[SOURCE EXTRACT]:
Japan's economy faces headwinds amid resurgence of COVID-19 infections-Xinhua

Japan's economy faces headwinds amid resurgence of COVID-19 infections

Source: Xinhua

Editor: huaxia

2022-08-22 09:52:16

People wearing face masks walk on a street in Tokyo, Japan, July 29, 2022. (Xinhua/Zhang Xiaoyu)

Experts noted that falling real incomes in Japan will dampen household spending amid rising prices, and Japan's economic recovery faces multiple headwinds amid various risks from home and abroad.

TOKYO, Aug. 22 (Xinhua) -- Japan's gross domestic product (GDP) expanded an annualized 2.2 percent in the April-June period, the Cabinet Office said recently, but analysts believe that the Japanese economy, lacking momentum, faces multiple headwinds in the future.

The reading marked a 0.5-percent rise from the previous quarter, but the rise was below market expectations.

Japan's growth in the quarter was entirely driven by domestic demand, which contributed 0.5 percentage points to economic growth, official data showed.

On the external demand side, the contribution of export growth was completely offset by the sharp rise in imports, due to the high prices of energy and resources commodities.

[ACTION ITEM]:
Extract the full Xinhua article on Japan's economy and reproduce it verbatim.

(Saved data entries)
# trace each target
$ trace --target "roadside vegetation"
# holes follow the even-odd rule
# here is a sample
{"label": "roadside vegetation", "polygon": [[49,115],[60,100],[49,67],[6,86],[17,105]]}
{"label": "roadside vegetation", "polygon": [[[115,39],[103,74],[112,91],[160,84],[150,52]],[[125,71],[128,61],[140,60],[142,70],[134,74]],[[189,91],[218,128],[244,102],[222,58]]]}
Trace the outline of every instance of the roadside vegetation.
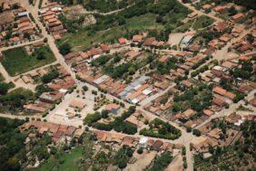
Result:
{"label": "roadside vegetation", "polygon": [[212,148],[212,157],[194,157],[196,170],[255,170],[255,121],[245,121],[241,129],[242,137],[234,146]]}
{"label": "roadside vegetation", "polygon": [[34,49],[31,55],[24,47],[4,51],[3,54],[4,58],[0,62],[11,76],[29,71],[55,61],[55,57],[48,46]]}
{"label": "roadside vegetation", "polygon": [[[136,5],[118,14],[108,15],[96,14],[97,24],[84,28],[79,22],[69,21],[61,17],[68,32],[58,42],[61,46],[69,43],[72,51],[86,50],[92,43],[113,43],[119,37],[131,38],[139,32],[155,30],[167,40],[169,33],[182,24],[181,20],[190,13],[187,8],[176,1],[140,0]],[[83,35],[83,36],[82,36]]]}
{"label": "roadside vegetation", "polygon": [[176,139],[182,136],[181,130],[159,119],[154,119],[149,123],[149,126],[150,128],[143,128],[140,134],[165,139]]}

[YOUR SOLUTION]:
Japan's economy faces headwinds amid resurgence of COVID-19 infections-Xinhua

Japan's economy faces headwinds amid resurgence of COVID-19 infections

Source: Xinhua

Editor: huaxia

2022-08-22 09:52:16

People wearing face masks walk on a street in Tokyo, Japan, July 29, 2022. (Xinhua/Zhang Xiaoyu)

Experts noted that falling real incomes in Japan will dampen household spending amid rising prices, and Japan's economic recovery faces multiple headwinds amid various risks from home and abroad.

TOKYO, Aug. 22 (Xinhua) -- Japan's gross domestic product (GDP) expanded an annualized 2.2 percent in the April-June period, the Cabinet Office said recently, but analysts believe that the Japanese economy, lacking momentum, faces multiple headwinds in the future.

The reading marked a 0.5-percent rise from the previous quarter, but the rise was below market expectations.

Japan's growth in the quarter was entirely driven by domestic demand, which contributed 0.5 percentage points to economic growth, official data showed.

On the external demand side, the contribution of export growth was completely offset by the sharp rise in imports, due to the high prices of energy and resources commodities.